Your task
Copy each line of the listing below where the word "head" turns up.

Study material
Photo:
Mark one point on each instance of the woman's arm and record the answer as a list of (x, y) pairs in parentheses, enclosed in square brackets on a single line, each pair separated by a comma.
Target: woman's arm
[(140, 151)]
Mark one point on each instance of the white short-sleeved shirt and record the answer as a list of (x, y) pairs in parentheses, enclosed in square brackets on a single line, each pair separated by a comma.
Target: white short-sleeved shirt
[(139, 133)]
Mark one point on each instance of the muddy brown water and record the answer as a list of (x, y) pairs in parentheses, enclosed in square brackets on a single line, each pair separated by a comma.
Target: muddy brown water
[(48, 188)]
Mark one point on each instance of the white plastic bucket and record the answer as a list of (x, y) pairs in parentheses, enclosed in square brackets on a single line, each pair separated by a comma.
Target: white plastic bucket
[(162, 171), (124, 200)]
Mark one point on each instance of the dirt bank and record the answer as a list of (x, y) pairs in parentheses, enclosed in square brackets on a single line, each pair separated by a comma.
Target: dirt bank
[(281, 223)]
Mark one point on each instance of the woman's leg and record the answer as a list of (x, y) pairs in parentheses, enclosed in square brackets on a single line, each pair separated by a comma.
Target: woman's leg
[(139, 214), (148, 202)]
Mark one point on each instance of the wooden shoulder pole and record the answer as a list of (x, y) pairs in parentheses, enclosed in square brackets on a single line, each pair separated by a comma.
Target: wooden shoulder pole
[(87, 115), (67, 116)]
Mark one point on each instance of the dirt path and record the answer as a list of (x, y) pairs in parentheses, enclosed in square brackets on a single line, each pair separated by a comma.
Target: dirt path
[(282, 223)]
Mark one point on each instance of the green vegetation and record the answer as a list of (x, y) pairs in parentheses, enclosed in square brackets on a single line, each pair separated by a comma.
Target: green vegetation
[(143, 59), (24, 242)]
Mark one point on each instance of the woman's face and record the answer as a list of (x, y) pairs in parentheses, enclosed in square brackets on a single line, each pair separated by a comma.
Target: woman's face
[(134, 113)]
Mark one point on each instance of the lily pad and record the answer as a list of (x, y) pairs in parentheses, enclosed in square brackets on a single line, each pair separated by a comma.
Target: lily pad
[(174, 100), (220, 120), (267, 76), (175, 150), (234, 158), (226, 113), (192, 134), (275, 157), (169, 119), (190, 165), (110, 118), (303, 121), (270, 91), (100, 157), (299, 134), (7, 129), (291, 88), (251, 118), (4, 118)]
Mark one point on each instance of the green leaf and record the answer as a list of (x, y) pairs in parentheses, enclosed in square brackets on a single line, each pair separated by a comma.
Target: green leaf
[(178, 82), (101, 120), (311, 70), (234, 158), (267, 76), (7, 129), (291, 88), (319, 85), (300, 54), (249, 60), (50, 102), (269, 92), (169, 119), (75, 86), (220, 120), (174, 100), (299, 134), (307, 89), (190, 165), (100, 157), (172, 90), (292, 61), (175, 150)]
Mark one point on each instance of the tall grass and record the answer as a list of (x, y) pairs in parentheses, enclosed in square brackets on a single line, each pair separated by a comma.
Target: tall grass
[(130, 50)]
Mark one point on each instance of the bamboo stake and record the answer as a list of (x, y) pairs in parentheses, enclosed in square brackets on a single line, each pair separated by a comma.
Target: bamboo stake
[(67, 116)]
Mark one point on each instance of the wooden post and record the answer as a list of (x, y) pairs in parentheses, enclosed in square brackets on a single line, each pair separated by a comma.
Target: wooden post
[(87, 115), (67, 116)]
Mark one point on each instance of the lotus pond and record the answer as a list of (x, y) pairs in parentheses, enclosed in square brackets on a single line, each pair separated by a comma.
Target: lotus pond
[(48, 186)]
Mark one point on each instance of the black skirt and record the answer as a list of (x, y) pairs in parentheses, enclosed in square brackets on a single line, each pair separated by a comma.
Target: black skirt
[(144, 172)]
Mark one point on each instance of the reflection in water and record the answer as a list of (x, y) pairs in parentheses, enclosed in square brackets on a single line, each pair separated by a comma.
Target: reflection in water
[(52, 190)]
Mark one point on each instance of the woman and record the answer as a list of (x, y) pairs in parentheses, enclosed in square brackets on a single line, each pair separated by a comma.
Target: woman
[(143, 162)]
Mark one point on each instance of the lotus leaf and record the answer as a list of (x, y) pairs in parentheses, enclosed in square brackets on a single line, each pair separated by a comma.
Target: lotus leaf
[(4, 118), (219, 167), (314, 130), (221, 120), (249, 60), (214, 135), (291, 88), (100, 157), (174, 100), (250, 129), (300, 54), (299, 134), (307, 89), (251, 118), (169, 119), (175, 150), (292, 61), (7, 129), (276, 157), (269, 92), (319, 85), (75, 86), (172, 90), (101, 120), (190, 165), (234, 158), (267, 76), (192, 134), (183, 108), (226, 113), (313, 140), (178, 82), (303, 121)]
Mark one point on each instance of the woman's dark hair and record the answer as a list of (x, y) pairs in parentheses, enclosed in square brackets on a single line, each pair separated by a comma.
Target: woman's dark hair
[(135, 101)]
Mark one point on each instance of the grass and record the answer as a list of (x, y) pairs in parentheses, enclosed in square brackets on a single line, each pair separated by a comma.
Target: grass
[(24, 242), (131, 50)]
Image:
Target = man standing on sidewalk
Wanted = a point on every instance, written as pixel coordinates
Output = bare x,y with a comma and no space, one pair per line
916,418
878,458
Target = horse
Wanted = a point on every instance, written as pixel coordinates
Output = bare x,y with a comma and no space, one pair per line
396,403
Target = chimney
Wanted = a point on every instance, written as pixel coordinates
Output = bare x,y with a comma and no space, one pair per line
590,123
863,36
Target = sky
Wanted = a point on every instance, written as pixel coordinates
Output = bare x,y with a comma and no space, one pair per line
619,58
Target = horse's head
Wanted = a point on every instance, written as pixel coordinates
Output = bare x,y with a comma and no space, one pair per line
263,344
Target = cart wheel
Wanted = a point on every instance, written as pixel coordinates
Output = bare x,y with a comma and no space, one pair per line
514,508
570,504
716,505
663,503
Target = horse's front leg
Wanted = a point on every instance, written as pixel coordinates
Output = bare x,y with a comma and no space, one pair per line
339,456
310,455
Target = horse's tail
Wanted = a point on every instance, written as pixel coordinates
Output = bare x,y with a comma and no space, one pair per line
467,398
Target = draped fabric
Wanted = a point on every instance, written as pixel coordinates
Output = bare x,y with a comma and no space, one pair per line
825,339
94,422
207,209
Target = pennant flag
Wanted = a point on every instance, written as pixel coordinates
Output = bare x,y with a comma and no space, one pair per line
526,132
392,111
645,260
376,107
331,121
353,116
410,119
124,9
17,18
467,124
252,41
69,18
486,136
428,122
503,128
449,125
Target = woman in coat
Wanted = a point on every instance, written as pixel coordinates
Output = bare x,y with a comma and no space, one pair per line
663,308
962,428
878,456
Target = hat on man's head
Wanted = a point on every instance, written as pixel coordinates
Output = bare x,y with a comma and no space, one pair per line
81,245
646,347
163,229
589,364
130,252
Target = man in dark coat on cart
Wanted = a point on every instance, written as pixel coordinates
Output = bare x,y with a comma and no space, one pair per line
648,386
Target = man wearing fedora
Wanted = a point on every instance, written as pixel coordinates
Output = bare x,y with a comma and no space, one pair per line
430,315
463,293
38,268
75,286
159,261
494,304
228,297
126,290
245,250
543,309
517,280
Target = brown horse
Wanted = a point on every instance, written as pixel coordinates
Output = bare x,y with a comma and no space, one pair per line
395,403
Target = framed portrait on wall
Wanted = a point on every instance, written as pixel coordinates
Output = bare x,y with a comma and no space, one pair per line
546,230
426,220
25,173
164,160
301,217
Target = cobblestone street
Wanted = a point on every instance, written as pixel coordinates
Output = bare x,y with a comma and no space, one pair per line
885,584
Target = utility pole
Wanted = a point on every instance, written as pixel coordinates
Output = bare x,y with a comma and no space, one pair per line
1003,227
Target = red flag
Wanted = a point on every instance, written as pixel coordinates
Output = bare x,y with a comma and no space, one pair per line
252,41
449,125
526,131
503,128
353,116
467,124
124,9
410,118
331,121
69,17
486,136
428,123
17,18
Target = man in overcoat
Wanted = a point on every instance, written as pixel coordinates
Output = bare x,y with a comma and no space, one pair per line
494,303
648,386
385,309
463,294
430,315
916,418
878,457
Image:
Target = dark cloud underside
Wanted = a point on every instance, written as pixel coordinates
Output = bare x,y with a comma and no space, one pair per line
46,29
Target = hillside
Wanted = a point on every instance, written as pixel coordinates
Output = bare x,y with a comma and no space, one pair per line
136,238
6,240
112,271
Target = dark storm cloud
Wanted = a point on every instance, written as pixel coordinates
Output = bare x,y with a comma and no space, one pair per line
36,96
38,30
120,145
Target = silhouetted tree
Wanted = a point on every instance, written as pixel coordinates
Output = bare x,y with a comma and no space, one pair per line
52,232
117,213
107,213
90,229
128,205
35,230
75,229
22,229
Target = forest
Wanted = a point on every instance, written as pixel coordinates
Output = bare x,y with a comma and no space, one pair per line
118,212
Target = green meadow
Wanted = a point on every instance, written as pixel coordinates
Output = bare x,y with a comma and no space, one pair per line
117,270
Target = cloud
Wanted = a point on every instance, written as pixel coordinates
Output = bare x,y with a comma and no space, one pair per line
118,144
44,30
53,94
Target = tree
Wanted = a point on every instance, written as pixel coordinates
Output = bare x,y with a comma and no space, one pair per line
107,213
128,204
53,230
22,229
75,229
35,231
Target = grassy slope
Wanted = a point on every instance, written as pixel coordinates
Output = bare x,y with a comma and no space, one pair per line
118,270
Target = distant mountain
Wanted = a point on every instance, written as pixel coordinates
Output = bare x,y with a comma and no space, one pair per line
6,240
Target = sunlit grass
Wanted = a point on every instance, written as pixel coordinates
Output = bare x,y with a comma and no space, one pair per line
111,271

Task output
Target = horse's head
Target = hat on man's head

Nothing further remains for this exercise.